▶ _SOURCE EXTRACT_

The bike trail debouches onto a major road at the Shasta Dam Trail Head of the SRT. Follow the road to the R, which soon leads to the Shasta Day Use Area, a major complex with campgrounds, bathrooms, and water.

Shasta Dam

Section 4 would be the most skippable on the route except we need it to get to the next leg, which you don’t want to miss.

Section 5: Shasta Day Use Area to Shasta Dam. Ride through the Day Use Area (drinking water available) on the main road (Coram Rd., unsigned) and follow it to the dam, a very sweet, moderate 1.5-mile climb serpentining up beside the dam face to the road across the top of the dam itself. Halfway up the climb the road changes its name to Shasta Dam Access Rd., again unsigned. At the dam, ride across it to the other side, then ride back. The dam road (officially still Shasta Dam Access Rd.) is surrounded by guardhouses, barriers, and guards armed with automatic weapons, so it looks forbidding, but you are in fact welcome to ride there and poke around (a sign says, “No knives, guns, or food”—I didn’t ditch my Clif Bar). Smack on the far side of the lake is Mt. Shasta in regal grandeur, and the views down the face of the dam are unforgettable. It’s an iconic dam, everyone’s image of what a dam should look like. On the far side is a Visitor Center where you can replenish your water, if it’s open—in an act of incredible (and typical) governmental idiocy, its current hours are Mon.-Fri. 8:30-4:00…in other words, exactly when almost no one can visit.

Mt. Shasta from the top of the dam

Turn around and ride back down the hill. It’s a perfect slalom on perfect pavement, over too soon. Return to the SRT and ride it backwards past Keswick Dam to the suspension bridge. Cross the river on it and begin the next leg.

▶ _DATA LINES_
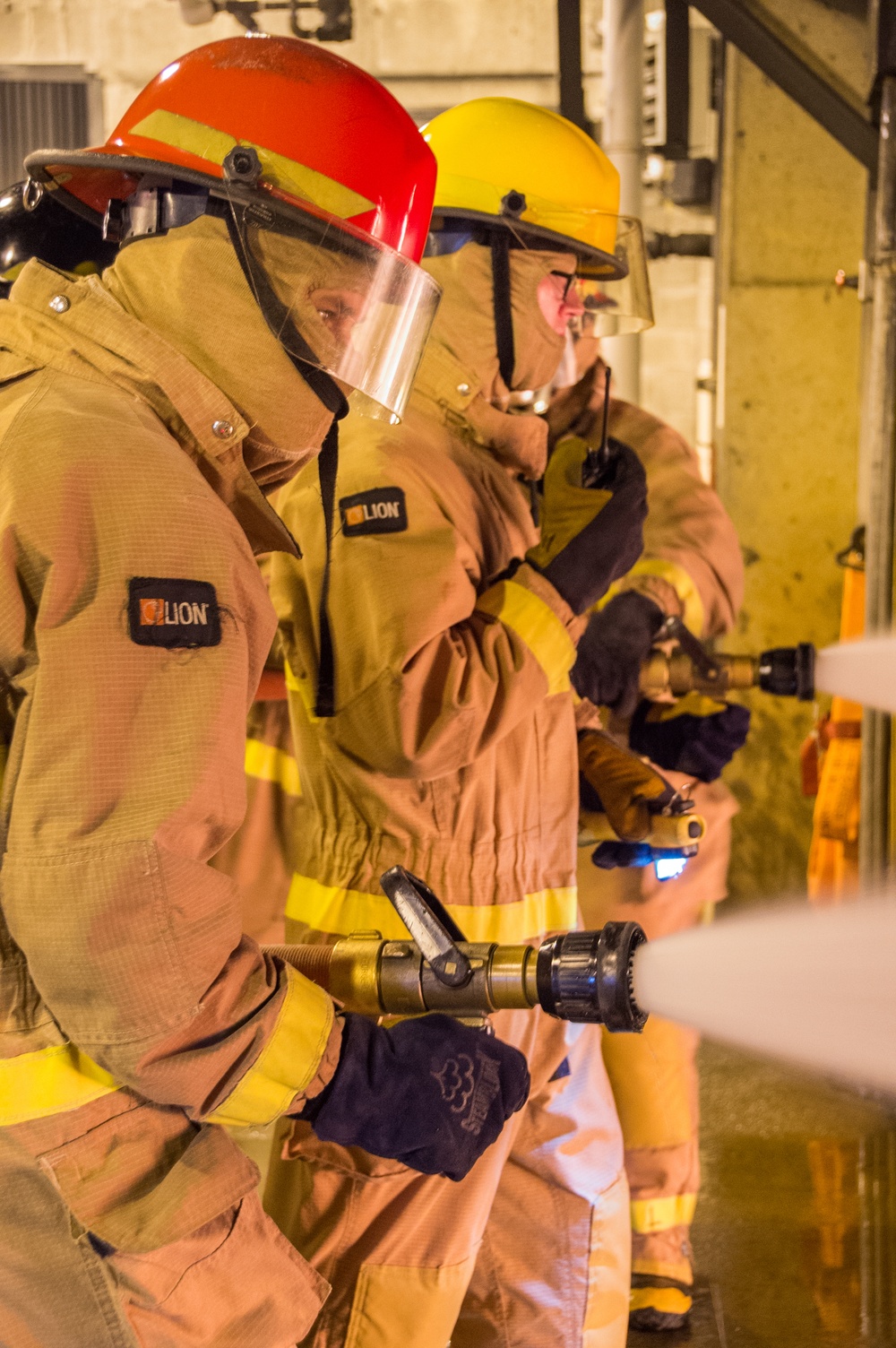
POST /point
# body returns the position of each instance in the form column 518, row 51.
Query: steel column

▶ _TASK INSTRUCTIONS_
1 > Using the route description above, decide whether each statement agrees with it: (a) the climb from the Day Use Area up to the dam is about 1.5 miles long; (b) a sign on the dam road bars knives, guns, and food; (c) the Visitor Center is open on weekends. Answer yes or no for each and quote the words that decide it.
2 > According to the route description, what name does the main road take halfway up the climb to the dam?

▶ _LIST OF SOLUTIONS_
1 >
(a) Yes: "a very sweet, moderate 1.5-mile climb"
(b) Yes: "a sign says, "No knives, guns, or food""
(c) No: "its current hours are Mon.-Fri. 8:30-4:00"

2 > Shasta Dam Access Rd.